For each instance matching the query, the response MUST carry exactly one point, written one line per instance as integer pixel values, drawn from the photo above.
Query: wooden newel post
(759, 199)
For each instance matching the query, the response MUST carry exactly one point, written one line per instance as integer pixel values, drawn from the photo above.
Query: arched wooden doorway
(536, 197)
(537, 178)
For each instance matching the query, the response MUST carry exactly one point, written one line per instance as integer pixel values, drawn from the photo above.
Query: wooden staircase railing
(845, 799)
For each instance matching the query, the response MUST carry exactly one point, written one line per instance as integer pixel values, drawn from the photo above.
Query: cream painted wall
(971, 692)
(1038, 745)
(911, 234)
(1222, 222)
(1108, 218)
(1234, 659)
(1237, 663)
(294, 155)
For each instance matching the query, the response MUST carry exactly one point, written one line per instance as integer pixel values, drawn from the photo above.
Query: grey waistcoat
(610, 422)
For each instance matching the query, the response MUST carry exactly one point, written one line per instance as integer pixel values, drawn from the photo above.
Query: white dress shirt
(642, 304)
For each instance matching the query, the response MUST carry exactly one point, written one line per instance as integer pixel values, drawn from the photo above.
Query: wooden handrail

Problem description:
Copy out the records in full, matching every line character for character.

Exercise result:
For each instance matching the query, the response MUST carry exactly one point, written one line per instance as integer pixel values, drawn from the photo above.
Query: wooden newel post
(759, 199)
For each instance matching the query, the response MUST carry exactly one point, written one line per instance as integer pixel values, drawn from the photo above.
Query: arched wooden doorway
(536, 197)
(537, 178)
For each instance matching the query, the response MUST carry exactly one point, written one line per instance as integer pixel values, drawn from the photo above.
Query: wooden staircase railing
(845, 799)
For each instance matching the query, the response MUST carry exactly one point, written one line per instance as integer pixel values, drawn from the photo above.
Query: cream painted wall
(971, 692)
(1038, 745)
(911, 234)
(1222, 222)
(1108, 218)
(1234, 659)
(1237, 663)
(294, 155)
For each instance matching the query, the response MUST carry exactly one point, written one line per instance as integer pixel values, drawn from the photo above.
Query: grey waistcoat
(610, 422)
For each instance matching the query, the response MUST carry exactly one point, written one line per instance as integer pixel values, drawn from the photo above.
Query: white dress shirt
(642, 304)
For each instance matching the query, the response MUST carry exactly one point, written one line per instance as integer pixel values, drawn from the photo above.
Query: wooden handrail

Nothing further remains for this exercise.